▶ [PROBLEM TO SOLVE] Please retype all of the rows below character for character, leaving out the pictures.
— BEGIN STORED ROWS —
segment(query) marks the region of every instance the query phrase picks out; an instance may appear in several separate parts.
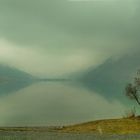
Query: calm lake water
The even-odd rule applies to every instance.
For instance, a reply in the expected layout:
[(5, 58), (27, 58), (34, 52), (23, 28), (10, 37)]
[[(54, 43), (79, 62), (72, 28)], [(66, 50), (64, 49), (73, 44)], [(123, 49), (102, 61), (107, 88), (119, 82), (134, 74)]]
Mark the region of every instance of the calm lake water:
[(76, 83), (37, 82), (1, 96), (0, 126), (68, 125), (122, 117), (124, 110), (118, 100), (110, 102)]
[(94, 135), (94, 134), (59, 134), (1, 132), (0, 140), (139, 140), (140, 135)]

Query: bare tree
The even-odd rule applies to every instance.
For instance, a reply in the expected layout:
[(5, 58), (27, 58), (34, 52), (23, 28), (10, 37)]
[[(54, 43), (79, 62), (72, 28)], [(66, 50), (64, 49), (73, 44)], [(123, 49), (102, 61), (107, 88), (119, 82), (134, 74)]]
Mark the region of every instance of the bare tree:
[(125, 88), (126, 95), (140, 105), (140, 70), (134, 78), (134, 83), (129, 83)]

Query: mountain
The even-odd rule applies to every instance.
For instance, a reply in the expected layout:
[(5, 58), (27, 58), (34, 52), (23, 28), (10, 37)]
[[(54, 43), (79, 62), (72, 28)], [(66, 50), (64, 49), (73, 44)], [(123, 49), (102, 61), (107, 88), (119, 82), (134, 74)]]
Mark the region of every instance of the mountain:
[(119, 59), (110, 58), (97, 68), (90, 68), (79, 78), (83, 86), (107, 99), (124, 98), (124, 88), (140, 68), (139, 52)]
[(34, 82), (30, 74), (5, 65), (0, 65), (0, 95), (5, 95)]

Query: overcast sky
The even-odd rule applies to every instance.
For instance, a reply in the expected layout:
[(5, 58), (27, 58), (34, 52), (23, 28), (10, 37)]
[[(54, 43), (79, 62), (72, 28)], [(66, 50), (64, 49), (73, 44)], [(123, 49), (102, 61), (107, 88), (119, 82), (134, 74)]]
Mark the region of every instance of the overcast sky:
[(139, 40), (139, 0), (0, 0), (0, 61), (58, 77), (121, 57)]

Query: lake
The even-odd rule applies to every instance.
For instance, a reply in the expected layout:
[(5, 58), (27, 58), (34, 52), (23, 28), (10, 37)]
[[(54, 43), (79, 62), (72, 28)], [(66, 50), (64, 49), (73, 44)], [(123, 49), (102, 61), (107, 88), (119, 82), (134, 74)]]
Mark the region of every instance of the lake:
[(122, 117), (125, 109), (72, 81), (36, 82), (2, 94), (0, 126), (68, 125)]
— END STORED ROWS —
▶ [WRITTEN SOLUTION]
segment(query) marks the region of every instance the query phrase picks out; an instance may appear in several separate parts.
Query: calm lake water
The even-odd rule applies to every instance.
For instance, a reply in the expected layout:
[(5, 58), (27, 58), (34, 52), (23, 28), (10, 37)]
[[(54, 43), (79, 62), (72, 28)], [(66, 50), (64, 49), (73, 44)], [(123, 49), (102, 61), (107, 88), (119, 82), (134, 74)]]
Mark the region of every instance of the calm lake water:
[(76, 83), (37, 82), (1, 96), (0, 126), (68, 125), (122, 117), (124, 110), (118, 100), (110, 102)]
[(94, 135), (94, 134), (59, 134), (1, 132), (0, 140), (139, 140), (140, 135)]

Query: bare tree
The even-odd rule applies to every instance.
For instance, a reply in the expected layout:
[(5, 58), (27, 58), (34, 52), (23, 28), (10, 37)]
[[(54, 43), (79, 62), (72, 28)], [(66, 50), (64, 49), (73, 44)], [(123, 49), (102, 61), (107, 88), (119, 82), (134, 74)]]
Mark the region of every instance of the bare tree:
[(125, 88), (126, 95), (140, 105), (140, 70), (134, 78), (134, 83), (129, 83)]

Query: mountain
The even-odd rule applies to every instance.
For instance, a reply in the expected layout:
[(5, 58), (27, 58), (34, 52), (23, 28), (10, 37)]
[[(54, 43), (79, 62), (72, 28)], [(66, 50), (64, 49), (73, 44)], [(123, 49), (102, 61), (107, 88), (119, 82), (134, 74)]]
Mark the region of every instance of the mountain:
[(119, 59), (110, 58), (97, 68), (90, 68), (79, 78), (83, 86), (107, 99), (124, 98), (124, 88), (140, 68), (139, 52)]
[(34, 82), (30, 74), (5, 65), (0, 65), (0, 95), (5, 95)]

Query: overcast sky
The even-odd rule applies to every instance.
For instance, a reply in the expected layout:
[(5, 58), (27, 58), (34, 52), (23, 28), (10, 37)]
[[(54, 43), (79, 62), (72, 28)], [(66, 50), (64, 49), (73, 44)], [(123, 49), (102, 61), (107, 88), (119, 82), (134, 74)]]
Mark the region of every instance of the overcast sky:
[(139, 40), (139, 0), (0, 0), (0, 61), (58, 77), (121, 57)]

Query: lake
The even-odd rule applies to every instance.
For instance, a reply in the expected layout:
[(5, 58), (27, 58), (34, 52), (23, 28), (10, 37)]
[[(54, 43), (79, 62), (72, 28)], [(66, 50), (64, 49), (73, 44)], [(123, 49), (102, 61), (107, 88), (119, 82), (134, 74)]]
Mark the region of every instance of the lake:
[(122, 117), (125, 109), (72, 81), (36, 82), (2, 94), (0, 126), (68, 125)]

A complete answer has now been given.